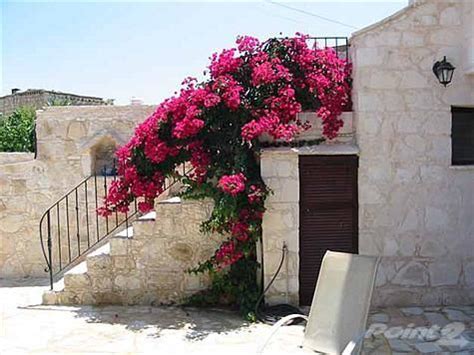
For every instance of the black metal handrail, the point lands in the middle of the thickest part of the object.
(61, 250)
(339, 44)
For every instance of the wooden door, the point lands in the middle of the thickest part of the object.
(328, 214)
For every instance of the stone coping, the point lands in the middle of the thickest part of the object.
(321, 149)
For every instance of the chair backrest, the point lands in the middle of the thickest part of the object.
(341, 301)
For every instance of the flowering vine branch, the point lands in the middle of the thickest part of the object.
(253, 90)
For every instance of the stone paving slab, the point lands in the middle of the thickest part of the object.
(27, 327)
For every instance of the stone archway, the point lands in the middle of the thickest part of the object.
(103, 156)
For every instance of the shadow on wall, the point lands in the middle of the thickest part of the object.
(103, 157)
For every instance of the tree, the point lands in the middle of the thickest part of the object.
(17, 131)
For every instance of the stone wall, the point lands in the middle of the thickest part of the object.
(66, 137)
(279, 169)
(149, 268)
(415, 209)
(37, 99)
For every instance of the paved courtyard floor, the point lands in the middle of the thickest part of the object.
(27, 327)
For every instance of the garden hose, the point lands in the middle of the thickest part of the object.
(271, 314)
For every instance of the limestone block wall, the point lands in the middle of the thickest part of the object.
(279, 169)
(66, 136)
(151, 267)
(415, 209)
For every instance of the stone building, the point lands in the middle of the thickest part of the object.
(398, 182)
(409, 200)
(38, 98)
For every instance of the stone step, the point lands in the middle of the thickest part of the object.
(111, 273)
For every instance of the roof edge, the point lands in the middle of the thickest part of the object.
(382, 22)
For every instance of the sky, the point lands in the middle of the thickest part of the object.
(126, 49)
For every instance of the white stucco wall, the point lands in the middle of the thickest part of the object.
(415, 209)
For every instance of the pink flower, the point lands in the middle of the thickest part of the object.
(232, 184)
(247, 43)
(224, 63)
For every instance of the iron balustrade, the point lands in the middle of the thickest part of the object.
(71, 227)
(339, 44)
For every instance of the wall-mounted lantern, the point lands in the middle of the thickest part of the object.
(444, 71)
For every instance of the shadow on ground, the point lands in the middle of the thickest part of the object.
(23, 282)
(192, 323)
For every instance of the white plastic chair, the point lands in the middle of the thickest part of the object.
(337, 319)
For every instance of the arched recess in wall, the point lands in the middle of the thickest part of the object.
(103, 156)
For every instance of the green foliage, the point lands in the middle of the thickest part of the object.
(17, 131)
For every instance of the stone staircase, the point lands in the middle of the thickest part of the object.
(145, 264)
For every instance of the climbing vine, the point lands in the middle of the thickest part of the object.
(252, 90)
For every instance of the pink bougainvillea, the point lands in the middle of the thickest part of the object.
(255, 89)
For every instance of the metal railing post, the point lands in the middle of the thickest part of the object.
(50, 253)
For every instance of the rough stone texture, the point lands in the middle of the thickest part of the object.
(279, 169)
(28, 186)
(38, 99)
(415, 209)
(149, 268)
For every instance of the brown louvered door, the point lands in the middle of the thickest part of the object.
(328, 213)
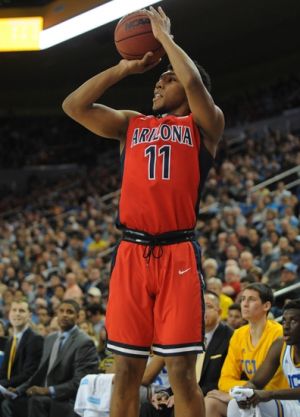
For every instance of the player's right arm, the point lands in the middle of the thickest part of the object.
(269, 366)
(102, 120)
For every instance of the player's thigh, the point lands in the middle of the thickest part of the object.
(215, 407)
(129, 318)
(179, 309)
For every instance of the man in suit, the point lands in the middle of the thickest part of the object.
(68, 356)
(23, 350)
(217, 336)
(208, 368)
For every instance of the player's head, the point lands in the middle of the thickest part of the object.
(256, 301)
(235, 319)
(169, 94)
(291, 322)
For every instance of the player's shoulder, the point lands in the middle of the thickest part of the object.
(241, 332)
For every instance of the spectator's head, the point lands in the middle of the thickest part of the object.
(94, 275)
(19, 315)
(246, 260)
(245, 281)
(3, 329)
(266, 248)
(53, 326)
(94, 295)
(43, 315)
(214, 285)
(59, 291)
(95, 312)
(41, 291)
(232, 274)
(235, 319)
(71, 279)
(256, 302)
(212, 311)
(291, 322)
(232, 252)
(288, 273)
(210, 267)
(67, 314)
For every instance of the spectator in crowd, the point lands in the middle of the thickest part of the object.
(67, 356)
(246, 262)
(283, 353)
(96, 314)
(23, 350)
(235, 319)
(94, 295)
(209, 364)
(215, 285)
(248, 348)
(73, 291)
(210, 268)
(232, 276)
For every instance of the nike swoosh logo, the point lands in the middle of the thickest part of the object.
(183, 271)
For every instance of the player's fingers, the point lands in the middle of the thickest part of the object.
(161, 12)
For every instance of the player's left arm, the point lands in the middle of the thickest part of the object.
(206, 114)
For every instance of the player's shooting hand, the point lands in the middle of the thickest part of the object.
(160, 22)
(34, 390)
(138, 66)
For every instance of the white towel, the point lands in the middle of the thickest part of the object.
(241, 394)
(94, 395)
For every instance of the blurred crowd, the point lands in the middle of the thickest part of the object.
(56, 241)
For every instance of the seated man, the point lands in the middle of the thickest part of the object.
(235, 319)
(68, 355)
(285, 353)
(217, 336)
(23, 350)
(248, 348)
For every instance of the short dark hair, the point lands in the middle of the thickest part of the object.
(235, 306)
(209, 292)
(248, 278)
(265, 291)
(73, 303)
(204, 75)
(293, 304)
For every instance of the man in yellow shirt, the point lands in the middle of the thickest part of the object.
(248, 348)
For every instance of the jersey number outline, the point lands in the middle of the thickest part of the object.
(151, 153)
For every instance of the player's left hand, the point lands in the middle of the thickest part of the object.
(160, 22)
(34, 390)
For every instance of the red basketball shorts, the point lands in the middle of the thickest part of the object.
(156, 302)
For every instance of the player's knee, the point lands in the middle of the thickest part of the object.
(128, 371)
(181, 369)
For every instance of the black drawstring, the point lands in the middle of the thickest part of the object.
(150, 250)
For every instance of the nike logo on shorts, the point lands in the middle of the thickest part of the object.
(183, 271)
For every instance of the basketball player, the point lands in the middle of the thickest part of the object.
(156, 288)
(285, 353)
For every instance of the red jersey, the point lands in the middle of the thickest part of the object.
(165, 164)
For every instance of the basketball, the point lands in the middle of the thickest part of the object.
(134, 37)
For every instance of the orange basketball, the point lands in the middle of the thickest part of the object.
(134, 37)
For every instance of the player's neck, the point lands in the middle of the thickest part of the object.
(257, 328)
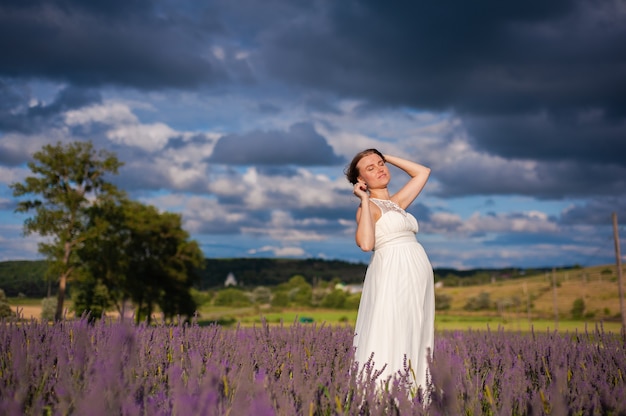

---

Exercise details: Write out the records above in full and exactly, with no pictures.

Written solution:
For every instance of the black metal handrail, the point lands in the middle of the thickest part of the object.
(61, 250)
(339, 44)
For every instance of the wooden door, the point lands in the middle of the thickest part of the object.
(328, 214)
For every instance of the stone coping, the point lands in the middle of the thickest part of the object.
(321, 149)
For every instance of the chair backrest, the point lands in the middle of the thickest part of the object.
(341, 301)
For every instance of the flowering vine branch, the point lands in the middle of the thickest part of the object.
(253, 90)
For every instance of the stone paving slab, the point lands in the middle of the thickest part of the object.
(27, 327)
For every instance of the stone archway, the point lands in the middle of the thickest part of the object.
(103, 156)
For every instance of the shadow on wall, the point lands in the middle of the thickest part of the object.
(103, 157)
For every instance of the tree, the point lands in the middle of the thickest part of the object.
(17, 131)
For every instance of the stone wall, the point lands in the middle of the thickest part of the object.
(66, 137)
(279, 169)
(149, 268)
(415, 209)
(37, 99)
For every instance of the paved courtyard floor, the point lands in the middle of the thickest part of the object.
(27, 327)
For every instance of the garden hose, the point lands in the middle of the thickest part of the object.
(271, 314)
For every instance of the limestone block wall, the point lands in the middle of the thickest part of the object.
(279, 169)
(66, 136)
(151, 267)
(415, 209)
For every instance of the stone building, the point lands in the middle of the thickest part of the object.
(398, 182)
(409, 200)
(38, 98)
For every instance of the stone step, the point lands in the middle of the thickest part of the object.
(111, 273)
For every instance of the roof edge, the point lands in the middle of the thickest part of the object.
(382, 22)
For every instance of the sky, the point lands in the middle of the thickest part of the object.
(126, 49)
For every instance of the white stucco wall, the point lands in the middle of the thickest part of the object.
(415, 209)
For every instance of the pink flower, the point lands in the middle of the thickest part of the object.
(232, 184)
(247, 43)
(224, 63)
For every instance of the iron balustrade, the point lands in the middle of the thickest part of the object.
(71, 227)
(339, 44)
For every instance of the wall-mounted lantern, the point lands in the middle of the thickest part of the object.
(444, 71)
For every instance of the shadow on ground, the point lands in the middle of the thickest part of the object.
(23, 282)
(192, 323)
For every instance of the white plastic chair, the point lands in the middle of the thickest part of the object.
(337, 319)
For every instance of the arched recess in wall, the point lands in the middle of the thickest part of the object.
(103, 156)
For every instance of the green foliage, the point lands in the middle of the thickest part of the object.
(17, 131)
For every instance of the stone staircase, the point lands in the middle of the thickest part of the object.
(145, 264)
For every instance of the climbing vine, the point lands in the middle of the thickest part of the object.
(252, 90)
For every instance of the pink bougainvillea, the point lands in the middle of the thickest part of the object.
(255, 89)
For every instance of the metal railing post, the point lands in the middle of the thickest part of the object.
(50, 253)
For every instance of the rough stone texture, the point lands in the middle of the thickest part of the object.
(279, 169)
(28, 186)
(38, 99)
(415, 209)
(149, 268)
For every instance of the brown louvered door, the point lands in the middle of the thickest part of the object.
(328, 213)
For every instance of the player's right arm, the point lands in the middle of the thickest part of the object.
(269, 366)
(102, 120)
For every instance of the player's thigh, the point lands in the middle of the thickest part of the object.
(215, 407)
(129, 318)
(179, 309)
For every instance of the man in suit, the point lands in the middle of the thickest part of the object.
(68, 356)
(23, 350)
(217, 336)
(208, 368)
For every instance of the player's head, the point lands in the middle of the thickest part of the object.
(256, 301)
(235, 319)
(169, 94)
(291, 322)
For every instance of the player's shoulder, the point lands in the middle of the thickest part of the object.
(241, 332)
For every instance of the spectator's head, the point lands in the middle of the thickest part of the object.
(94, 275)
(19, 315)
(246, 260)
(245, 281)
(3, 329)
(266, 248)
(53, 326)
(94, 295)
(43, 315)
(214, 285)
(59, 291)
(95, 312)
(41, 291)
(232, 274)
(235, 319)
(71, 279)
(256, 302)
(212, 311)
(291, 322)
(232, 252)
(288, 273)
(210, 267)
(67, 314)
For every instance of the spectator in crowd, the point lands in the middle of the thickest part of the object.
(67, 356)
(246, 262)
(283, 353)
(96, 314)
(23, 350)
(235, 319)
(94, 295)
(209, 364)
(215, 285)
(248, 348)
(73, 291)
(210, 268)
(232, 276)
For every instance of the nike swoosh logo, the point lands in the middle of the thickest part of the object.
(183, 271)
For every instance of the player's fingers, the point lands in the middle of the thickest part of the object.
(161, 12)
For every instance of the player's left arm, the point lands in the middle of the thickest part of the object.
(206, 114)
For every instance of the player's shooting hand, the point lands in the middle of the thickest part of the object.
(160, 22)
(34, 390)
(138, 66)
For every instance of the white towel, the point lands in the middle of the thickest part of the object.
(241, 394)
(94, 395)
For every instance of the blurred crowd, the point lands in the middle of the thickest part of the object.
(56, 241)
For every instance of the seated man, the point lands in the middle of the thickest part of the object.
(235, 319)
(68, 355)
(285, 353)
(217, 336)
(23, 350)
(248, 348)
For every instance of the short dark hair, the point lands in the middle of the thickest part of the object.
(235, 306)
(209, 292)
(248, 278)
(265, 291)
(73, 303)
(204, 75)
(293, 304)
For every instance of the man in yellow shirt, the point lands in the middle of the thickest part of the object.
(248, 348)
For every instance of the jersey number outline, the point lands in the middle of the thickest part of the object.
(151, 153)
For every instance of the player's left hand, the point lands in the middle of the thickest part of the object.
(160, 22)
(34, 390)
For every instance of the red basketball shorts, the point lands in the middle of the thickest part of the object.
(156, 302)
For every instance of the player's knee, the point lands in the middle of the thickest part of the object.
(128, 371)
(181, 369)
For every instance of the black drawstring, the point lands in the middle of the thickest part of the object.
(150, 250)
For every instance of the nike logo on shorts, the point lands in the middle of the thickest part of the object.
(183, 271)
For every instance of the basketball player, the point lands in the middle of the thickest part of the object.
(156, 288)
(285, 353)
For every instance of the red jersey, the point lands in the middle of the thickest part of the object.
(165, 164)
For every instance of the basketball, the point lands in the middle of the thickest part of the object.
(134, 37)
For every instance of the orange basketball, the point lands in the middle of the thickest part of the object.
(134, 37)
For every instance of the player's neck, the point lands in the middle of the thickest part of the object.
(257, 328)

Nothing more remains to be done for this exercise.